What you should do: Quote only the lines that start at the line with "Query: forested hill" and run to the end of the entries; omit the pictures.

(Natural-language object grounding data)
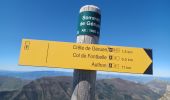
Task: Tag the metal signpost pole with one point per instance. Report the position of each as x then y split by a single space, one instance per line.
88 33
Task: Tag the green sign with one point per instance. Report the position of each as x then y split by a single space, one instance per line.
89 23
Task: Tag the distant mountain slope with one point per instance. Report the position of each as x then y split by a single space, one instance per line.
59 88
11 83
158 86
166 96
118 89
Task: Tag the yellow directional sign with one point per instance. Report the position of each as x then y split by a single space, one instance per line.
85 56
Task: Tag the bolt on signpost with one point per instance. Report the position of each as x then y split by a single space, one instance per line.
85 57
88 32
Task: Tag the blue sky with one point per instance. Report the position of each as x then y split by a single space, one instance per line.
134 23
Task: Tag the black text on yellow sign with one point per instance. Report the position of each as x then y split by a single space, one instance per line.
85 56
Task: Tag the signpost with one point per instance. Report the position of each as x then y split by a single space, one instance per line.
86 56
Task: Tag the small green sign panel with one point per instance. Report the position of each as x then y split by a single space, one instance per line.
89 23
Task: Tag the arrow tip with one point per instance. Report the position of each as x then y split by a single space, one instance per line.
149 70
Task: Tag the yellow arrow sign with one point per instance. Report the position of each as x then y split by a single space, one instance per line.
85 56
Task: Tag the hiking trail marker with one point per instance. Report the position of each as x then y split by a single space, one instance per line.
86 56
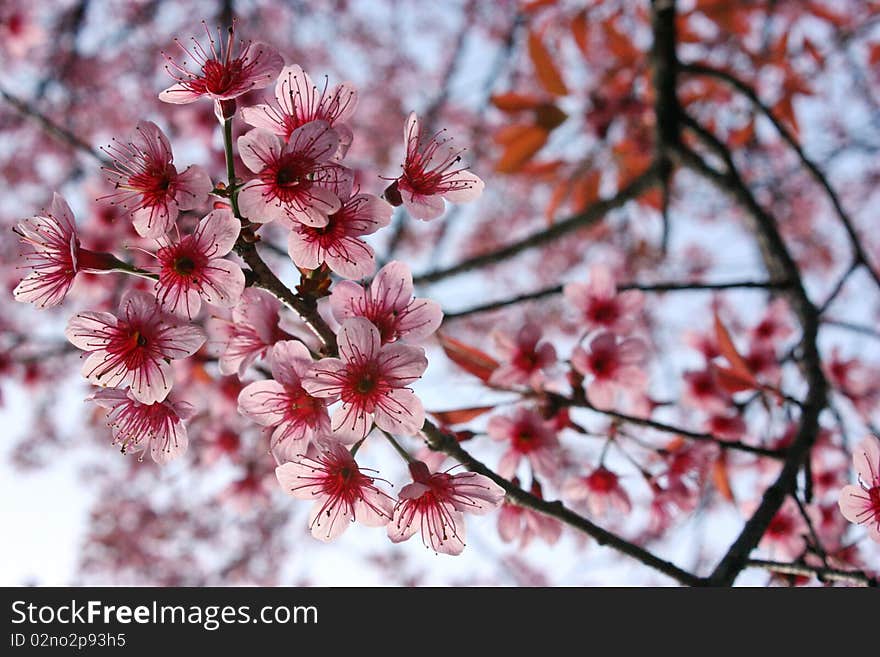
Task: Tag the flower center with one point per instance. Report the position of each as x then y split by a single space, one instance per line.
184 265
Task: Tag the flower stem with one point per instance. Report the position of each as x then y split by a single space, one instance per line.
400 450
230 165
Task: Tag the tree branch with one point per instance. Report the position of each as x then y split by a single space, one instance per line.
588 217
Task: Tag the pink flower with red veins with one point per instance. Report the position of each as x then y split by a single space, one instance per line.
389 304
599 304
530 437
55 256
435 504
342 492
148 184
370 379
861 504
137 427
282 403
518 522
601 490
702 390
614 365
300 101
337 244
431 173
252 331
297 181
221 77
135 347
526 357
193 268
785 533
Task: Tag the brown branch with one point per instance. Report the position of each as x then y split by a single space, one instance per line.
855 242
780 265
643 287
439 441
581 402
588 217
60 133
821 573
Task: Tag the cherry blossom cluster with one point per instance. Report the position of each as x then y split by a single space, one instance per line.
316 403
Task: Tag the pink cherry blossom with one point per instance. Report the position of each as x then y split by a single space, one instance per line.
137 427
297 181
530 437
251 332
520 523
337 244
341 491
134 347
300 101
55 256
282 403
193 268
370 379
389 304
148 184
614 365
703 391
601 490
861 504
221 77
435 504
599 304
785 533
525 357
431 173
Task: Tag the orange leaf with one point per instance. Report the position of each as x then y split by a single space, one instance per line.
557 197
546 70
727 349
721 478
580 30
460 415
586 190
470 359
784 109
732 381
512 102
528 141
548 116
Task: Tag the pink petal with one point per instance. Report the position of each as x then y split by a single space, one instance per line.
400 412
402 363
472 187
866 461
324 378
303 252
424 208
358 340
258 401
392 288
290 360
316 139
261 116
223 283
420 320
349 424
179 95
344 298
854 503
151 382
257 148
85 330
192 187
154 221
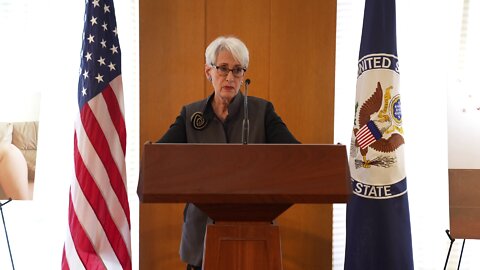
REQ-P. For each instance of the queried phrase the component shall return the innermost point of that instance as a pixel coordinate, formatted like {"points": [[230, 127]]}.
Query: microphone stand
{"points": [[246, 123], [5, 228]]}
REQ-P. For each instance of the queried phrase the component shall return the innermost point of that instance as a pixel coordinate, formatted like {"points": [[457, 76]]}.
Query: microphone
{"points": [[246, 123]]}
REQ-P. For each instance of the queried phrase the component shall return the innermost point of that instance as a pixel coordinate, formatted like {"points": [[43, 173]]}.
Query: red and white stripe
{"points": [[99, 215], [364, 137]]}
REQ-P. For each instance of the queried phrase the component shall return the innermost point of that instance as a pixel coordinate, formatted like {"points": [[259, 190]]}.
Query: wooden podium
{"points": [[243, 188]]}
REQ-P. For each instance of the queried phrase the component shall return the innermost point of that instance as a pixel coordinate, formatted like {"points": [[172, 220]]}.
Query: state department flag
{"points": [[378, 222], [98, 216]]}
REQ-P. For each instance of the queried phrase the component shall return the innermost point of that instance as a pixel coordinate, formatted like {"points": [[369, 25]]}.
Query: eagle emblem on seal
{"points": [[379, 128]]}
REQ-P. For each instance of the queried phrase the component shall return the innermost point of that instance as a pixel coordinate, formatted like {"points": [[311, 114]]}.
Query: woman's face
{"points": [[226, 85]]}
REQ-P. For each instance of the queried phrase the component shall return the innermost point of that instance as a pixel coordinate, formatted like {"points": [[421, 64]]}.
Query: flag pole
{"points": [[5, 228]]}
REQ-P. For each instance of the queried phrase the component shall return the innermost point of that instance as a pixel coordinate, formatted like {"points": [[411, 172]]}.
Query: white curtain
{"points": [[428, 39]]}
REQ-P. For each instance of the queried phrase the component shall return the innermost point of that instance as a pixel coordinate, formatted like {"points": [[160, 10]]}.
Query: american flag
{"points": [[98, 214]]}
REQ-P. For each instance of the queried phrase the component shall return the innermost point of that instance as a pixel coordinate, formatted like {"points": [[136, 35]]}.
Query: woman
{"points": [[218, 119], [13, 173]]}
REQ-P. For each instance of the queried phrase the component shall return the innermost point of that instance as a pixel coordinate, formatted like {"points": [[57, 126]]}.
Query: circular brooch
{"points": [[198, 121]]}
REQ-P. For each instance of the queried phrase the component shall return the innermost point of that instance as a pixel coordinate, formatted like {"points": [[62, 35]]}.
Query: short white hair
{"points": [[228, 43]]}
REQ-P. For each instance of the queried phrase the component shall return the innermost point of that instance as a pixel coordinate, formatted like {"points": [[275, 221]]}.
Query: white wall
{"points": [[40, 52], [428, 33]]}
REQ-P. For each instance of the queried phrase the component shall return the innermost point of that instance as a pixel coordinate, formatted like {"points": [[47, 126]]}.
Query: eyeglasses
{"points": [[224, 70]]}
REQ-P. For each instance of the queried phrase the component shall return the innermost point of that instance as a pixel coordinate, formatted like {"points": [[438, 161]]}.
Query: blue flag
{"points": [[378, 222]]}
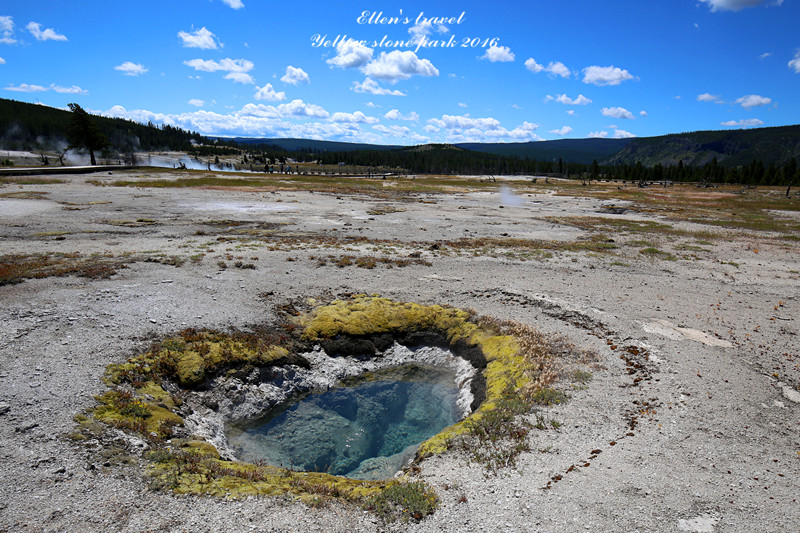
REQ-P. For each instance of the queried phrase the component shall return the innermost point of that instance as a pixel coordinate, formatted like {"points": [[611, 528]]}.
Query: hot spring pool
{"points": [[366, 429]]}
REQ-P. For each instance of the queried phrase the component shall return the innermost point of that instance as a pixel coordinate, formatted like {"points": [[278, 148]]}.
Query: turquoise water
{"points": [[367, 429]]}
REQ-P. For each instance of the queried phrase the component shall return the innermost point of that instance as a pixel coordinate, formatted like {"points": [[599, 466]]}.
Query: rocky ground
{"points": [[690, 421]]}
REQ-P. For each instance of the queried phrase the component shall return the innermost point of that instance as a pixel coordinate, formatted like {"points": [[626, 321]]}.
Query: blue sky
{"points": [[411, 72]]}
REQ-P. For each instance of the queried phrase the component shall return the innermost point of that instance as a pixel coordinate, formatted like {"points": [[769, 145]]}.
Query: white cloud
{"points": [[227, 65], [25, 88], [240, 77], [44, 35], [753, 100], [558, 68], [372, 87], [605, 75], [257, 120], [267, 92], [566, 130], [794, 64], [707, 97], [566, 100], [29, 88], [129, 68], [496, 54], [395, 114], [202, 39], [738, 5], [7, 30], [533, 66], [295, 76], [354, 118], [351, 54], [300, 108], [68, 90], [397, 65], [744, 123], [617, 112], [235, 4]]}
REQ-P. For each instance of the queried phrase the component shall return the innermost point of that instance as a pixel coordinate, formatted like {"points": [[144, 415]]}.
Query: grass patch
{"points": [[368, 262], [548, 396], [404, 502], [15, 268], [655, 253]]}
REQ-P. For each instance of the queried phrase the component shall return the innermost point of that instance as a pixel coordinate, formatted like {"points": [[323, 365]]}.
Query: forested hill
{"points": [[33, 127], [582, 151], [308, 145], [731, 148]]}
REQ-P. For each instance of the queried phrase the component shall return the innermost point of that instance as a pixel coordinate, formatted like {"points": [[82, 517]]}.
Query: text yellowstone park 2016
{"points": [[420, 40]]}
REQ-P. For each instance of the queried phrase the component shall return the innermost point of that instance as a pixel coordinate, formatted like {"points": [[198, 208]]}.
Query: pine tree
{"points": [[82, 132]]}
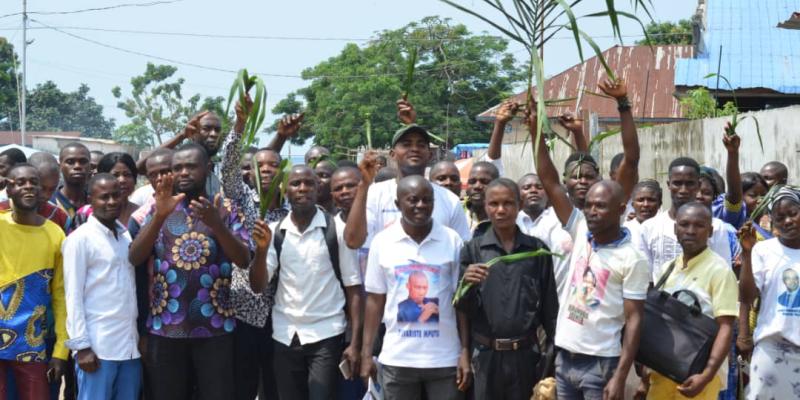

Answer space:
Query: forested hill
{"points": [[33, 127], [582, 151], [308, 145], [731, 148]]}
REQ-P. For each instance of the queried phrase the component shall return the innermost point of that instance as a pixel coordinate, formatted like {"points": [[82, 517]]}.
Query: text yellowstone park 2016
{"points": [[420, 40]]}
REQ-P. For each instance of the queried phrase the component shall return the innermost point of that instance as a pixel coordinate, formatted like {"points": [[198, 208]]}.
Query: pine tree
{"points": [[82, 132]]}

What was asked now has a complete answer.